*** Selected extract Section Begins ***

Lesson one — they are complementary, not competing

Once both stacks are understood as drivers, the comparison opens up across five axes at once:

Axis	PP (pure-pursuit)	V2 (CNN vision policy)
Input	Privileged: world pose + full centerline polyline	Pixels from the on-board camera
Generalization across track shapes	Swap the centerline → drives any shape. Controller is shape-agnostic.	Trained on one specific arena. Will likely fail on a novel track or novel lighting. The policy is the arena.
Failure mode	Spins or stalls when its inputs are wrong	Drifts and wanders when its pixels are out-of-distribution
Diagnosability	One CSV + numpy. Cost: minutes.	Saliency maps, activation inspection, dataset coverage. Cost: hours-to-days.
Cost to add a new track	Define the centerline polyline. Done.	Collect demonstrations on the new track, retrain, hope it transfers.

PP and V2 don’t trade off neatly along a single axis — they trade differently along every axis at once. PP wins where map and pose are available; V2 wins where they’re not. PP wins on diagnosability; V2 wins on input availability — pixels are usually around when a centerline polyline isn’t. PP wins on track-shape generalization; V2 wins on visual fidelity to the real world (it sees the actual scene, not an idealized geometric path).

The first lesson the comparison surfaces: these two stacks are not in competition. They live in different regions of the input-availability and generalization-mode space. The right question to ask of any new task isn’t “PP or V2?” — it’s “which inputs do I have, and which costs am I willing to pay?”

★ Insight — PP is already V2's teacher.
V2's training data was produced by PP-style recorders driving the square track. Every PP improvement is implicitly a V2 training-data improvement, until V2 saturates against the teacher's quality. The two stacks aren't competing — one is the data source for the other. That's a present-tense observation about how they are already coupled, not a future plan.

*** Selected extract Section Ends ***
*** Records shown Section Begins ***

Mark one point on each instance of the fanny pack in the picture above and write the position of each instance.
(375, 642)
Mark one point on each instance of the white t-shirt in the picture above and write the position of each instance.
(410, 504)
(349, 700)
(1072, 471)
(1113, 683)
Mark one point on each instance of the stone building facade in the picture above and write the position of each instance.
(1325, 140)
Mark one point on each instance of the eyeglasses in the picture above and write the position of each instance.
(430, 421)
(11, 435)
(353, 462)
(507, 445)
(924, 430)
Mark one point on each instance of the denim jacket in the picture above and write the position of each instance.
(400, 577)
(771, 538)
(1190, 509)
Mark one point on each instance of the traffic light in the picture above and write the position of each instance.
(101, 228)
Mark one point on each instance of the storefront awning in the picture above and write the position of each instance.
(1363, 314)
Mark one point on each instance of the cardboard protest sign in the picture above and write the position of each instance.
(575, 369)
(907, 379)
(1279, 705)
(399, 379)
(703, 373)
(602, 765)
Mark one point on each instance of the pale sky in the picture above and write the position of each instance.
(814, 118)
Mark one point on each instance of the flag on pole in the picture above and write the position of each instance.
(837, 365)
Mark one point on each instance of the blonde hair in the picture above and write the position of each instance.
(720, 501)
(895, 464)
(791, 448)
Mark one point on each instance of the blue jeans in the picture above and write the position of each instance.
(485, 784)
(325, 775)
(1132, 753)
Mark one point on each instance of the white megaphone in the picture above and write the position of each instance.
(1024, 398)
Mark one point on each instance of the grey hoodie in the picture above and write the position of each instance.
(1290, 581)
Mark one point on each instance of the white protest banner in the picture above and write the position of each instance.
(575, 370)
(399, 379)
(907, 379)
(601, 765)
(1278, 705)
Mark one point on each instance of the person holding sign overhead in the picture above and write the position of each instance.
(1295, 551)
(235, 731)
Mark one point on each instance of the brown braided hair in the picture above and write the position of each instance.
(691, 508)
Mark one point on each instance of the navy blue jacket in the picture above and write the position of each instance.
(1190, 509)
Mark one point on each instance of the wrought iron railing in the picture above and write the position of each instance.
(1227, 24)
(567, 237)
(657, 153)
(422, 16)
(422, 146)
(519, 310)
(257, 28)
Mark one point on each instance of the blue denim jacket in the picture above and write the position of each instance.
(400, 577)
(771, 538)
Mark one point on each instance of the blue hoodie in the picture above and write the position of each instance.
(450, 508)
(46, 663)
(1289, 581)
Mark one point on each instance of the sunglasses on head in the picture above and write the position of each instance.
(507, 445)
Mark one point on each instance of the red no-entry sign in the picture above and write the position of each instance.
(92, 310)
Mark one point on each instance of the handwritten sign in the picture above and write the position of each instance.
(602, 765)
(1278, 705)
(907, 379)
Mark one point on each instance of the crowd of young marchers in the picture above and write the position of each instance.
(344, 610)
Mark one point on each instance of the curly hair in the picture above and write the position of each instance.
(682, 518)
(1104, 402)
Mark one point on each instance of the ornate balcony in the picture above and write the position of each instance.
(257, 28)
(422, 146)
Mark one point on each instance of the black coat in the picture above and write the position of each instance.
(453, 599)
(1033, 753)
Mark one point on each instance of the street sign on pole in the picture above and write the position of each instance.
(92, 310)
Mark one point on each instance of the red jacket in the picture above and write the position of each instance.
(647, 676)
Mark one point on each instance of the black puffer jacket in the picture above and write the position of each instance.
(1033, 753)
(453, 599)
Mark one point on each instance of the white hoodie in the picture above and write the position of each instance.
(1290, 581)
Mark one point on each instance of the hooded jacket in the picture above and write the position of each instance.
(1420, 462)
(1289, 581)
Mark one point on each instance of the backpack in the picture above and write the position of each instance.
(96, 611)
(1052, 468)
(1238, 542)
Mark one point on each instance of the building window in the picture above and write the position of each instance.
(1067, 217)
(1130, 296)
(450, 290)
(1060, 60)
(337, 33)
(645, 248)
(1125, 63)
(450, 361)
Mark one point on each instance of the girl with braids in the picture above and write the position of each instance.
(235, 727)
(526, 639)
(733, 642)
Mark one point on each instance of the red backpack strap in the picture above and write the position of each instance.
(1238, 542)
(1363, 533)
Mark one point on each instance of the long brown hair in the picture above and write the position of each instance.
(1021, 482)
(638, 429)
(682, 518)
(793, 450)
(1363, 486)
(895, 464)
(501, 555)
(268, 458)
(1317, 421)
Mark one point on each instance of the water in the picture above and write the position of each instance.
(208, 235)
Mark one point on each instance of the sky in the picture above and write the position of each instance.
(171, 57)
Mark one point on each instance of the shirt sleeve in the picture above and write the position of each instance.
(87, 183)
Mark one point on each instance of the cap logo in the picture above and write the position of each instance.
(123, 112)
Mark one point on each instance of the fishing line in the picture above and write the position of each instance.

*** Records shown Section Ends ***

### Task instructions
In the PP-versus-V2 comparison above, what produced V2's training data?

### Exercise response
PP-style recorders driving the square track produced it.